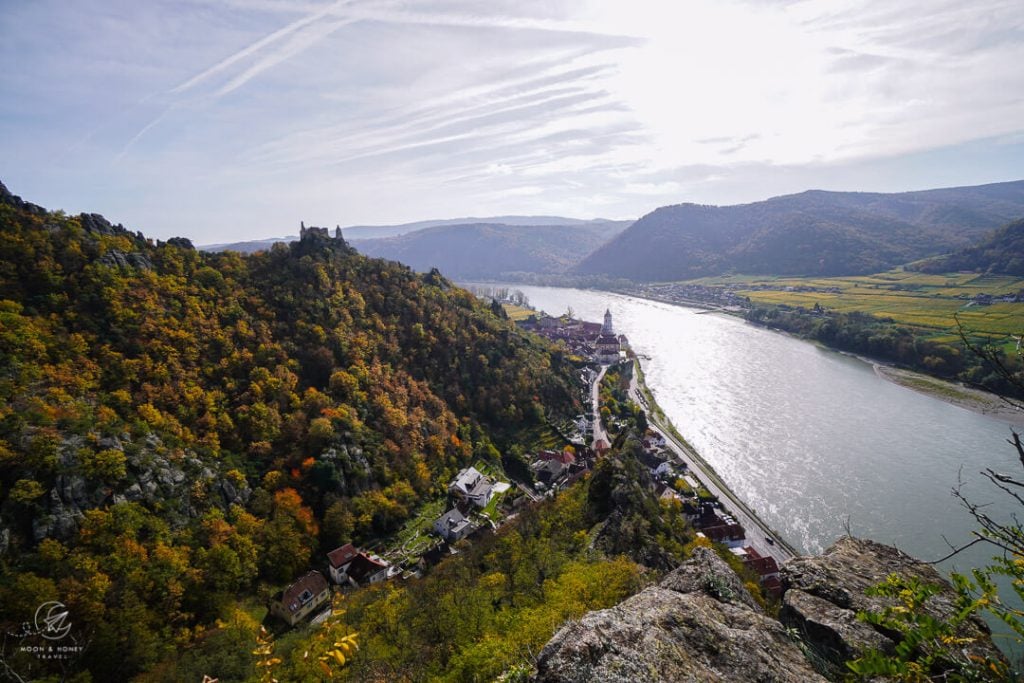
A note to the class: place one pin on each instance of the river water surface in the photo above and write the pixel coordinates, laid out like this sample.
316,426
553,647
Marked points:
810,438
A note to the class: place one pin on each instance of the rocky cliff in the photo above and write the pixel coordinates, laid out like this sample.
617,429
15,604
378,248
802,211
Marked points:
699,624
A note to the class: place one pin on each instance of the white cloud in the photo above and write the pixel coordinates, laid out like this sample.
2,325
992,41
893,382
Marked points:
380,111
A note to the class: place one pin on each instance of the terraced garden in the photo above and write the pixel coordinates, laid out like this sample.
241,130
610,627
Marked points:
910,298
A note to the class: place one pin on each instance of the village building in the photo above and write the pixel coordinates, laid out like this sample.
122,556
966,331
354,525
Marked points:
□ □ □ □
- Aim of the exercise
Please write out all the rows above again, requests included but pictures left out. Shift each marked point by adding 52 to both of its coordinates, and leave the sample coordinates in the requests unchanged.

- Complete output
A note to the class: place one pin on each instance of the river water surface in the photo above and write the pixel coordinates, laid out like this sample.
316,426
553,647
Marked points:
862,490
A note to the class: place one pin on each instance of the rocky cliff in the photo above and write the pixel coordinates, laid out like this sample.
617,429
15,604
378,248
802,211
Marked points:
751,676
A note to the class: place one pin on each instance of the white cloud in the photo above and write the pixel coordinates, laid out like this sample.
2,325
992,41
893,382
Marked points:
432,163
A note to the class: place one pin on each instance of the terraced garden in the photo above and write the pixel coordinates, laid out like this sample.
241,130
610,627
Marked points:
962,350
A note to the class: place one pin on each instance of the village building in the photo above and write the pixel coordinates, laid out like this sample.
122,556
966,331
354,525
Marked points:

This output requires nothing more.